Document passage:
==================================================
Steve was momentarily tempted by the prospect of having a part in the undertaking. But when I told him there was a chance of his being included in a draft of officers scheduled for immediate redeployment, he decided that he’d had his share of packing. Maybe he’d come back in the spring, if there was work still to be done. His parting gift was the Mercedes-Benz, a temporary legacy, as it turned out: two weeks later the car was stolen from the motor pool where I had left it for minor repairs. Steve didn’t like the idea of having to wait at a processing center before proceeding to his port of embarkation. He cheered up when he learned that he was headed for one near Marburg. He went off in high spirits at the prospect of seeing his old friend Walker Hancock again.

Under Lamont’s skillful supervision, preparations for the shipment proceeded according to schedule. Lamont chose Captain Kelleher as his assistant. Together they located the cases from Captain Farmer’s records. Only a few of the Kaiser Friedrich pictures had been taken out of the cases in which they had been originally packed for removal from Berlin to the Merkers mine. The larger cases contained as many as a dozen pictures. It was slow work opening the cases and withdrawing a particular canvas for repacking. Seldom were any two of the specified two hundred paintings in a single case. When they were all finally assembled, each one was photographed. In the midst of the proceedings, the supply of film and paper ran out. The nearest replacements were at Mannheim. A day was lost in obtaining the necessary authorization to requisition fresh supplies. It took the better part of another day to make the trip to Mannheim and back. Thanks to Lamont’s careful calculations, maximum use was made of the original cases in repacking the two hundred paintings after a photographic record had been made of their condition.

While these operations were in progress, detailed plans for the actual shipment of the paintings had to be worked out. Colonel McBride and Bancel took up the matter of shipping space with General Ross, Chief of Transportation. Sailing schedules were consulted. An Army transport, the James Parker, was selected. As an alternative, temporary consideration was given to the idea of trucking the pictures to Bremen and sending them by a Naval vessel from there. But the Bremen sailing schedules were unsatisfactory. A special metal car was requisitioned to transport the cases from Frankfurt, by way of Paris, to Le Havre. A twenty-four-hour guard detail was appointed to accompany the car from Frankfurt to the ship. Trucks and escort vehicles were procured for the twenty-five-mile trip from Wiesbaden to the Frankfurt rail yards.

It was decided that Lamont should be responsible for delivering the pictures to the National Gallery in Washington where they were to be placed in storage. Bancel drafted the orders. He worked on them a full day. It took two more days to have them cut. They were unique in one respect: Lamont, a second lieutenant, was appointed officer-in-charge. His designated assistant was a commander in the Navy. This was Commander Keith Merrill, an old friend of Colonel McBride’s, who happened to be in Frankfurt. He offered his services to the colonel and subsequently crossed on the James Parker with Lamont and the pictures.

Lamont and Joe Kelleher finished the packing one day ahead of schedule. The forty-five cases, lined with waterproof paper, were delivered to the Frankfurt rail yards and loaded onto the car. From there the car was switched to the station and attached to the night train for Paris.
==================================================
Task details: Rewrite the stretch of the painting-shipment account from "While these operations" through "Frankfurt rail yards.", putting "Hamburg" in place of "Bremen".

Data excerpts:
==================================================
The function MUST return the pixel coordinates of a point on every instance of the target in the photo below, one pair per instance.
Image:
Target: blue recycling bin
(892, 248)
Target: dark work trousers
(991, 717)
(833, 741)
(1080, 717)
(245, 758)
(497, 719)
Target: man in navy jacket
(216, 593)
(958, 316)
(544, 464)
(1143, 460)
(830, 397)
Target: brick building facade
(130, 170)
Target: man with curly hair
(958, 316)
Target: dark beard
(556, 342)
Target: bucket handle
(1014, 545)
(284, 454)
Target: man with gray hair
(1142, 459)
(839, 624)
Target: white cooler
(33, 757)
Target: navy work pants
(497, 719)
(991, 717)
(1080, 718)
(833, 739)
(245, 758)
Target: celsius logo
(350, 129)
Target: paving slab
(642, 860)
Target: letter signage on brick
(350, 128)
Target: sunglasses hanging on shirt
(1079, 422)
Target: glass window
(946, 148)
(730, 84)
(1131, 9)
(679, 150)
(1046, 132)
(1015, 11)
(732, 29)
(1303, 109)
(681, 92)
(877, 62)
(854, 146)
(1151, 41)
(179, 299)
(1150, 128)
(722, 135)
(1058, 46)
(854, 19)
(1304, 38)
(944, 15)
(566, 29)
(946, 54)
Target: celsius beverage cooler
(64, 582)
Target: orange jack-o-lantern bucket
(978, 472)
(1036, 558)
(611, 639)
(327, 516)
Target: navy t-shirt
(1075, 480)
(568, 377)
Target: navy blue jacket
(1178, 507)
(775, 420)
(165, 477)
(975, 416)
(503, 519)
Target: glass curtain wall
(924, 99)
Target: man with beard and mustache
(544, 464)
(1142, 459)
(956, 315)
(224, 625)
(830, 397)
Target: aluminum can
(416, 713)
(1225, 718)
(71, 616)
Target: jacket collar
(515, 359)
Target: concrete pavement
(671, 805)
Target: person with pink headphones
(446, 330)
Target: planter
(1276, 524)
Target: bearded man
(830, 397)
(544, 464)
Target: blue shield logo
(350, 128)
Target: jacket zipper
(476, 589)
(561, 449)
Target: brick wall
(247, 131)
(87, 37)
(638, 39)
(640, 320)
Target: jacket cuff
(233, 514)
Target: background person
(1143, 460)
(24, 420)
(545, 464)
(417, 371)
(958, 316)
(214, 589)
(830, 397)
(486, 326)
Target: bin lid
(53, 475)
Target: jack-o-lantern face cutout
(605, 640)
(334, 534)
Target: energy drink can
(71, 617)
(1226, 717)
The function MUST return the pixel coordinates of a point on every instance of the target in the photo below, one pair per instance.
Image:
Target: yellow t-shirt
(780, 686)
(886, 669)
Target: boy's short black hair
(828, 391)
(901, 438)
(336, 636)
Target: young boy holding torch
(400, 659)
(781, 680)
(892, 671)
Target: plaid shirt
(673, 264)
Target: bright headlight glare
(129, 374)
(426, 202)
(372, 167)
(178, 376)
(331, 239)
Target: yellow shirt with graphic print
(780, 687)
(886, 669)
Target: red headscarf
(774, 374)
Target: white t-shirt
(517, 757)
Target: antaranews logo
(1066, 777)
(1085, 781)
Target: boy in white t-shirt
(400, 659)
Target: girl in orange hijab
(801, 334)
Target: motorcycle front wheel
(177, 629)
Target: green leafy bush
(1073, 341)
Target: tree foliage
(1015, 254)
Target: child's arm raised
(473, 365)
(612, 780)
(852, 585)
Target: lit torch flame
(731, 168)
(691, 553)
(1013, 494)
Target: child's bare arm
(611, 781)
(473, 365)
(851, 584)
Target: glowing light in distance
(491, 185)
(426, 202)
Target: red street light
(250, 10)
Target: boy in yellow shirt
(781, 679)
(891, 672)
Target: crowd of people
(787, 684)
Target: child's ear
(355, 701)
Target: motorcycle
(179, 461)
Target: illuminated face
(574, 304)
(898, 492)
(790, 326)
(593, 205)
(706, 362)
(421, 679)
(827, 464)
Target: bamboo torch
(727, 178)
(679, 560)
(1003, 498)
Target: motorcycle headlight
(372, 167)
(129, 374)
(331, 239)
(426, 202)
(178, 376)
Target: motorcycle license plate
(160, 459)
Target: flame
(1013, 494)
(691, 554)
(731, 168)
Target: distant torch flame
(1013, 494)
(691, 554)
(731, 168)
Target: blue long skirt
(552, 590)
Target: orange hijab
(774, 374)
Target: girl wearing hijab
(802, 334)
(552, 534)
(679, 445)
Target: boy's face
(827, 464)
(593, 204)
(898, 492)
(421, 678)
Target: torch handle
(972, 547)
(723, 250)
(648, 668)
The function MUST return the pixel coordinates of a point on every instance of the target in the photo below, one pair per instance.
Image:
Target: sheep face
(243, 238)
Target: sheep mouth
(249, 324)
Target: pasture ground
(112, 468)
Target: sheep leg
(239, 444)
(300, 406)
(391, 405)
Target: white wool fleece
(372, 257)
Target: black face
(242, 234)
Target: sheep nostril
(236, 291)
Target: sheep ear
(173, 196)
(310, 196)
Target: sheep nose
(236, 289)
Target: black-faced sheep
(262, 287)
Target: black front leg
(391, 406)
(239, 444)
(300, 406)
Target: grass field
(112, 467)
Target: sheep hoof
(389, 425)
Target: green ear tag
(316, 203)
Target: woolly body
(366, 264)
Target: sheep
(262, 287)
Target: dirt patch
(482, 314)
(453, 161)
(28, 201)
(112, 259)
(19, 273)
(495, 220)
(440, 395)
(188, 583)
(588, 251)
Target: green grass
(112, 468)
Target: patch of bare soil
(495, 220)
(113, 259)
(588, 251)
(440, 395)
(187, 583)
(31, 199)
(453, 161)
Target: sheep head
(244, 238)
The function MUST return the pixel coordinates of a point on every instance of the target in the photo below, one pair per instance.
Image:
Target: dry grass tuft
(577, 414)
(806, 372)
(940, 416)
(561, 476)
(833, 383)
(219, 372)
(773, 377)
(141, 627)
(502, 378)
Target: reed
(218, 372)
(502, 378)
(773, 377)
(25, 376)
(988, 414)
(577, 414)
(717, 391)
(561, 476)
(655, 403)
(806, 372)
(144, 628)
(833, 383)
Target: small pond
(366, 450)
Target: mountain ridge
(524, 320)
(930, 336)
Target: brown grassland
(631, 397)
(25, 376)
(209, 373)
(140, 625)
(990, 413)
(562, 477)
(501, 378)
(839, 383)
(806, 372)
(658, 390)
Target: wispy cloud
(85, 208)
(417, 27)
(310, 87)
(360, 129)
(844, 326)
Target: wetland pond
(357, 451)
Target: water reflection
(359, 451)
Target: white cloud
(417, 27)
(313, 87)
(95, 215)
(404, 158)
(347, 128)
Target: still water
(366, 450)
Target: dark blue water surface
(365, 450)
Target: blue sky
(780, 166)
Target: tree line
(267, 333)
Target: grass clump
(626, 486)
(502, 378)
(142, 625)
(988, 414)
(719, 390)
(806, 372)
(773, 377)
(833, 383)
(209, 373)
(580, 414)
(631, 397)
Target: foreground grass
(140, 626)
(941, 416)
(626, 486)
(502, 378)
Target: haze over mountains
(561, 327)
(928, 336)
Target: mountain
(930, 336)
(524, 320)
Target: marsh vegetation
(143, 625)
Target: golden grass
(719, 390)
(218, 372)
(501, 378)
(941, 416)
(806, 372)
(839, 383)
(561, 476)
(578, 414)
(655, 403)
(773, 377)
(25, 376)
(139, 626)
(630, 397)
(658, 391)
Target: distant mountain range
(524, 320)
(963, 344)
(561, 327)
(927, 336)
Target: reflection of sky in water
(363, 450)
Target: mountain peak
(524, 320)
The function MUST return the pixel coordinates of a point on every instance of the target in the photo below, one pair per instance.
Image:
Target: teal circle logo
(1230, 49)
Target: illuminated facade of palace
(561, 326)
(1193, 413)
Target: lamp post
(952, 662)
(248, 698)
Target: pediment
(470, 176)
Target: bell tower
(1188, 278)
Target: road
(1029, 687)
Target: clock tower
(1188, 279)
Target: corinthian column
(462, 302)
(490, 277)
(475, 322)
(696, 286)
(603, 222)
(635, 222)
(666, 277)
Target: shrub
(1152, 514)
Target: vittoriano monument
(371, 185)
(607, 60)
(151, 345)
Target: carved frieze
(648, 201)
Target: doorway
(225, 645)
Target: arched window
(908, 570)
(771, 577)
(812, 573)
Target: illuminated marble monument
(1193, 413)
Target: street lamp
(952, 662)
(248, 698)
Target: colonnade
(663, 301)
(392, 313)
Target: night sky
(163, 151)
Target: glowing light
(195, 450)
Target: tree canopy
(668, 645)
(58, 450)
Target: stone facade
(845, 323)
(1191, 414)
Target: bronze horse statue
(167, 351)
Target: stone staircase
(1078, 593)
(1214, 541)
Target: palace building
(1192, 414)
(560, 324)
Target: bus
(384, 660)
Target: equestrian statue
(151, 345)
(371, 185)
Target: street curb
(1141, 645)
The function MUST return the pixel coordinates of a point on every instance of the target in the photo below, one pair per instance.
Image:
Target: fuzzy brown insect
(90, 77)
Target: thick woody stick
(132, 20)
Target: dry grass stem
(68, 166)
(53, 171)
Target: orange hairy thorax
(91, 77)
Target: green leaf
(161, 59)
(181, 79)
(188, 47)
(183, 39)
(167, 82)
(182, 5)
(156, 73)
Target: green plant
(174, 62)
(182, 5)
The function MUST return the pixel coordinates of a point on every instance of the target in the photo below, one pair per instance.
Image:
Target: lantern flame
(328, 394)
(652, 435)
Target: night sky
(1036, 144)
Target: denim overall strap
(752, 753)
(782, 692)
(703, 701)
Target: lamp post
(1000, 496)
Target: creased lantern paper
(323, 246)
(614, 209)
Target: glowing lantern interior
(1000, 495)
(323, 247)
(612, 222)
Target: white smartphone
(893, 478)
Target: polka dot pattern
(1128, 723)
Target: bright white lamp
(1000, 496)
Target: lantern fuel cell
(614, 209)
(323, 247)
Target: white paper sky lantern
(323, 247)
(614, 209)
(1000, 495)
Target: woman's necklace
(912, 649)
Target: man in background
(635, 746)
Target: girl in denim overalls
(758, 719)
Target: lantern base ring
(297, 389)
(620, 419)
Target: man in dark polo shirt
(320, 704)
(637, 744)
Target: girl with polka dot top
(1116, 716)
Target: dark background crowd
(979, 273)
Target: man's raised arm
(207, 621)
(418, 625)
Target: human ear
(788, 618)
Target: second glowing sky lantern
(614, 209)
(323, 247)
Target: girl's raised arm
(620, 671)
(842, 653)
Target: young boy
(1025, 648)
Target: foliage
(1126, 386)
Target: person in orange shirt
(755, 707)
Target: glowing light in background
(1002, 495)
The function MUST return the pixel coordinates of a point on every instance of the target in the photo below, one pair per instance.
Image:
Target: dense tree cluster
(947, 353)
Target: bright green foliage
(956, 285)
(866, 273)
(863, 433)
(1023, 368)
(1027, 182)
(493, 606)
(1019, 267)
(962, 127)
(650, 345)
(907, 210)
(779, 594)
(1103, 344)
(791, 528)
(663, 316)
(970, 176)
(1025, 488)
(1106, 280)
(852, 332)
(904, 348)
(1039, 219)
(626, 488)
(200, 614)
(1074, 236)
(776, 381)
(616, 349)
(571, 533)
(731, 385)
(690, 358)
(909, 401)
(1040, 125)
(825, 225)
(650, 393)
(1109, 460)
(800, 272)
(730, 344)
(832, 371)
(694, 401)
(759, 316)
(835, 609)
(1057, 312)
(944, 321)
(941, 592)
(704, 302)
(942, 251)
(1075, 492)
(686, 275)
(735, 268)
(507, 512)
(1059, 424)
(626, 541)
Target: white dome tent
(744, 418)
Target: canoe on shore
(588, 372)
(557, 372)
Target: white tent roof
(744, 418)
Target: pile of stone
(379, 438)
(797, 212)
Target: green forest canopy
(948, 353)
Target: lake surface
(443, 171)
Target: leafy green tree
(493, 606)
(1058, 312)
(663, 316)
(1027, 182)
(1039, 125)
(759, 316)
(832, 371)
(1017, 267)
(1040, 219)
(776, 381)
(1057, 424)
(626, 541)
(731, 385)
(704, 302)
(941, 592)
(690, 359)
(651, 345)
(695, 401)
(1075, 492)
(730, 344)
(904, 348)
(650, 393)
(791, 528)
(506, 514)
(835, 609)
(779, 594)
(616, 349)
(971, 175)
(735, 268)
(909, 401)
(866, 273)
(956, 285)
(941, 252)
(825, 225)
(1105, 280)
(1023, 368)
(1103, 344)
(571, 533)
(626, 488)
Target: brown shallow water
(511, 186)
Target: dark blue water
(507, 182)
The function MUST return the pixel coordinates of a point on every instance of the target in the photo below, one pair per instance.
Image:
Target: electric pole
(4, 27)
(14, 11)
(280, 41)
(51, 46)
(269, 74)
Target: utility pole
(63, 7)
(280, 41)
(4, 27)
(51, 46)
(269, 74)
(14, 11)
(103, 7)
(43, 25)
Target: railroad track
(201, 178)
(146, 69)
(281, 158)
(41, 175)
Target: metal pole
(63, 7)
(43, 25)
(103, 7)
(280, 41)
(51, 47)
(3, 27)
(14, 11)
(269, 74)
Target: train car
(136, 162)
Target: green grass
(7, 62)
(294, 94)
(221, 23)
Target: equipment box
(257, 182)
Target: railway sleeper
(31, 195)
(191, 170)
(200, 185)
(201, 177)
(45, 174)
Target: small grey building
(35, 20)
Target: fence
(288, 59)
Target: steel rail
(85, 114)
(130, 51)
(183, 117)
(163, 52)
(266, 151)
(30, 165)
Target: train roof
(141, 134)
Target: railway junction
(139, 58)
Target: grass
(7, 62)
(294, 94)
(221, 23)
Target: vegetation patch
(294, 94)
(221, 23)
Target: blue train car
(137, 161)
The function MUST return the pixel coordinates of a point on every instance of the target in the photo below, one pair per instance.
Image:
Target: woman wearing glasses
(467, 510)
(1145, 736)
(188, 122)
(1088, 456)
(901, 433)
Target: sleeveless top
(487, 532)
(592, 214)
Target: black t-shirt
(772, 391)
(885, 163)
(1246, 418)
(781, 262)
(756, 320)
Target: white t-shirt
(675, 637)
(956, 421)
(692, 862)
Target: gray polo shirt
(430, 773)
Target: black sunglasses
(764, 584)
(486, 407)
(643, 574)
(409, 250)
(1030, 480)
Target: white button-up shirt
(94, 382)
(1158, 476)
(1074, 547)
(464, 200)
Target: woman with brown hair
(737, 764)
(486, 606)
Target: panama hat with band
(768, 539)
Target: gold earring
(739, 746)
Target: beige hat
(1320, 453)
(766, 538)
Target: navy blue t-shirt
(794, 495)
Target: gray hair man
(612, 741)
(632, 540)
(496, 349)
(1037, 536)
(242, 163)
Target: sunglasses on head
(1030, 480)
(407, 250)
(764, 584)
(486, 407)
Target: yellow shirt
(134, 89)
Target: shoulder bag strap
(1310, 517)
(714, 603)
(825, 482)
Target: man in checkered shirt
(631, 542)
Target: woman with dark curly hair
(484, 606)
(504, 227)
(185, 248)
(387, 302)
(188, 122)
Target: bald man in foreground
==================================================
Response to this exercise:
While these operations were in progress, detailed plans for the actual shipment of the paintings had to be worked out. Colonel McBride and Bancel took up the matter of shipping space with General Ross, Chief of Transportation. Sailing schedules were consulted. An Army transport, the James Parker, was selected. As an alternative, temporary consideration was given to the idea of trucking the pictures to Hamburg and sending them by a Naval vessel from there. But the Hamburg sailing schedules were unsatisfactory. A special metal car was requisitioned to transport the cases from Frankfurt, by way of Paris, to Le Havre. A twenty-four-hour guard detail was appointed to accompany the car from Frankfurt to the ship. Trucks and escort vehicles were procured for the twenty-five-mile trip from Wiesbaden to the Frankfurt rail yards.